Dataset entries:
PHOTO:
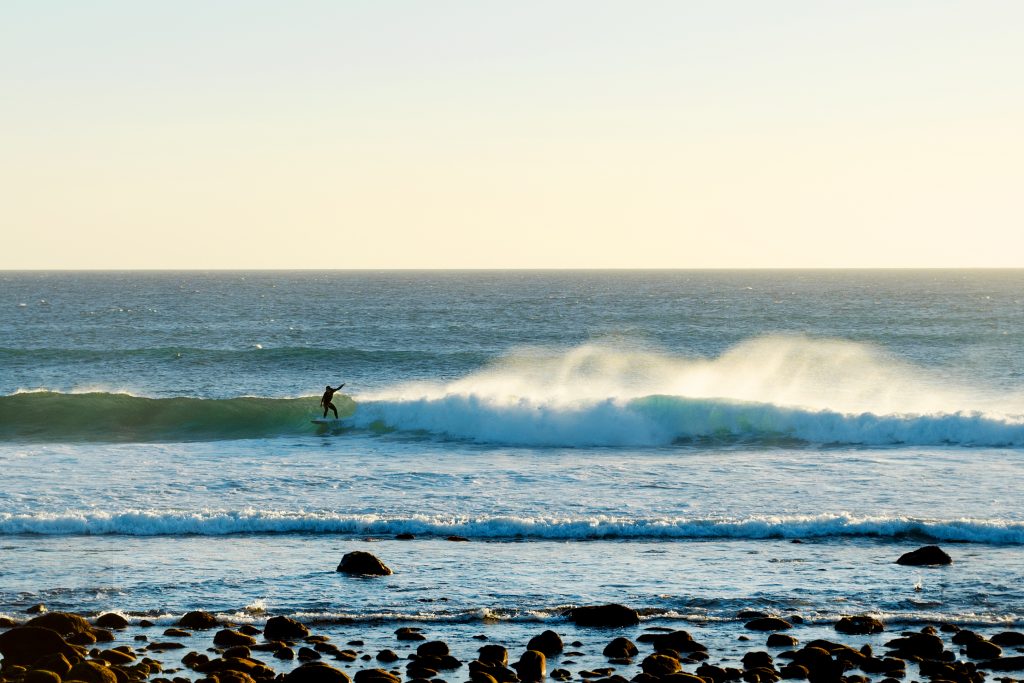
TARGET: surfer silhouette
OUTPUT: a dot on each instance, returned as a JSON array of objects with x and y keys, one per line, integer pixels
[{"x": 326, "y": 400}]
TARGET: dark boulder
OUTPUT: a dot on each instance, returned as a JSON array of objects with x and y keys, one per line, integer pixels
[
  {"x": 859, "y": 626},
  {"x": 531, "y": 666},
  {"x": 112, "y": 621},
  {"x": 1009, "y": 639},
  {"x": 659, "y": 665},
  {"x": 926, "y": 556},
  {"x": 610, "y": 615},
  {"x": 228, "y": 638},
  {"x": 621, "y": 648},
  {"x": 781, "y": 640},
  {"x": 27, "y": 644},
  {"x": 983, "y": 649},
  {"x": 363, "y": 563},
  {"x": 315, "y": 672},
  {"x": 199, "y": 620},
  {"x": 768, "y": 624},
  {"x": 283, "y": 628},
  {"x": 548, "y": 642}
]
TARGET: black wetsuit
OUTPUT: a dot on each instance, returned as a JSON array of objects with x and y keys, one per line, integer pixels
[{"x": 326, "y": 400}]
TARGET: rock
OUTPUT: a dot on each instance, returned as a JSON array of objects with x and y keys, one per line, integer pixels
[
  {"x": 918, "y": 644},
  {"x": 531, "y": 666},
  {"x": 91, "y": 672},
  {"x": 494, "y": 654},
  {"x": 620, "y": 648},
  {"x": 64, "y": 624},
  {"x": 25, "y": 645},
  {"x": 364, "y": 564},
  {"x": 1008, "y": 639},
  {"x": 376, "y": 676},
  {"x": 610, "y": 615},
  {"x": 228, "y": 638},
  {"x": 316, "y": 672},
  {"x": 768, "y": 624},
  {"x": 757, "y": 659},
  {"x": 983, "y": 649},
  {"x": 859, "y": 626},
  {"x": 408, "y": 633},
  {"x": 40, "y": 676},
  {"x": 781, "y": 640},
  {"x": 659, "y": 665},
  {"x": 926, "y": 556},
  {"x": 112, "y": 621},
  {"x": 548, "y": 642},
  {"x": 199, "y": 620},
  {"x": 283, "y": 628},
  {"x": 434, "y": 648}
]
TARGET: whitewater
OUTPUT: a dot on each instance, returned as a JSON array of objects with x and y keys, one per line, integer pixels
[{"x": 691, "y": 443}]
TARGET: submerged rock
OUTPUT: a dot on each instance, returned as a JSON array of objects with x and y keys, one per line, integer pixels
[
  {"x": 926, "y": 556},
  {"x": 361, "y": 563},
  {"x": 609, "y": 615}
]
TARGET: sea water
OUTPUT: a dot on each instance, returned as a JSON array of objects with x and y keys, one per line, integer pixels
[{"x": 689, "y": 443}]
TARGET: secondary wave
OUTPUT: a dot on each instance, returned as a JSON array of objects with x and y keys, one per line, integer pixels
[
  {"x": 221, "y": 522},
  {"x": 119, "y": 417}
]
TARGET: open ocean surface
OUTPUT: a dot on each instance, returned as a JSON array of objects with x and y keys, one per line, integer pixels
[{"x": 654, "y": 438}]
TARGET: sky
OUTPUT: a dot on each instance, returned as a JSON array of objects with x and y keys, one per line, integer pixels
[{"x": 515, "y": 134}]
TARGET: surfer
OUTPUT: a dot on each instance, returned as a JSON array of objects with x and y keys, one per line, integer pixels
[{"x": 326, "y": 400}]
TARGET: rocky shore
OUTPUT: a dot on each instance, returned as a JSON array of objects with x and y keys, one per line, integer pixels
[{"x": 58, "y": 647}]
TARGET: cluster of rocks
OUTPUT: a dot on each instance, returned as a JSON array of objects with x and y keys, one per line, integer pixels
[{"x": 61, "y": 647}]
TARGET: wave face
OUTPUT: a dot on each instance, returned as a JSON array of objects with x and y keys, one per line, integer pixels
[
  {"x": 119, "y": 417},
  {"x": 771, "y": 390},
  {"x": 155, "y": 522}
]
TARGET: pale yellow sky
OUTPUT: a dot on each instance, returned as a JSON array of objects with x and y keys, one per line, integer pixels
[{"x": 501, "y": 134}]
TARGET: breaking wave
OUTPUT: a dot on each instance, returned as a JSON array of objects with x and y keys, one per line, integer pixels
[{"x": 214, "y": 522}]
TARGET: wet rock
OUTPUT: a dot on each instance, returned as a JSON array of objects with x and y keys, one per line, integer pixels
[
  {"x": 64, "y": 624},
  {"x": 91, "y": 672},
  {"x": 433, "y": 648},
  {"x": 494, "y": 654},
  {"x": 620, "y": 648},
  {"x": 983, "y": 649},
  {"x": 315, "y": 672},
  {"x": 609, "y": 615},
  {"x": 926, "y": 556},
  {"x": 659, "y": 665},
  {"x": 283, "y": 628},
  {"x": 228, "y": 638},
  {"x": 199, "y": 620},
  {"x": 548, "y": 642},
  {"x": 376, "y": 676},
  {"x": 1008, "y": 639},
  {"x": 363, "y": 563},
  {"x": 757, "y": 659},
  {"x": 112, "y": 621},
  {"x": 409, "y": 633},
  {"x": 768, "y": 624},
  {"x": 781, "y": 640},
  {"x": 531, "y": 666},
  {"x": 26, "y": 644},
  {"x": 859, "y": 625}
]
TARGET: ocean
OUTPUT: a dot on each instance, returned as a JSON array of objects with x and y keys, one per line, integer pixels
[{"x": 690, "y": 443}]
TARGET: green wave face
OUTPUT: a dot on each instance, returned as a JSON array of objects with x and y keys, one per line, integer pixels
[{"x": 48, "y": 416}]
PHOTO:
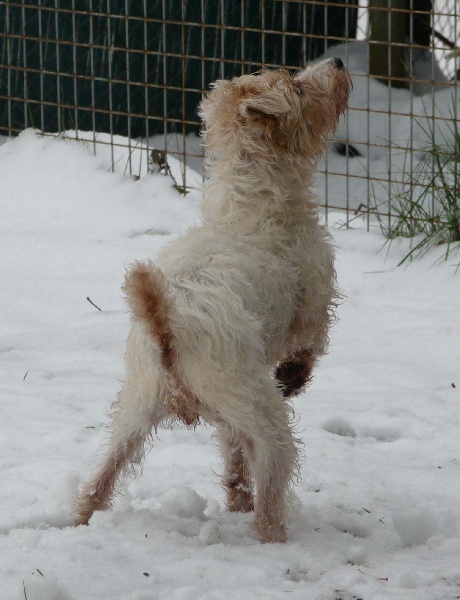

** Task **
Pick out every line of the records above that contains the string "wave", treating uppercase and lowercase as different.

** Full response **
TARGET: secondary wave
TARGET: wave face
TARGET: breaking wave
TARGET: green wave face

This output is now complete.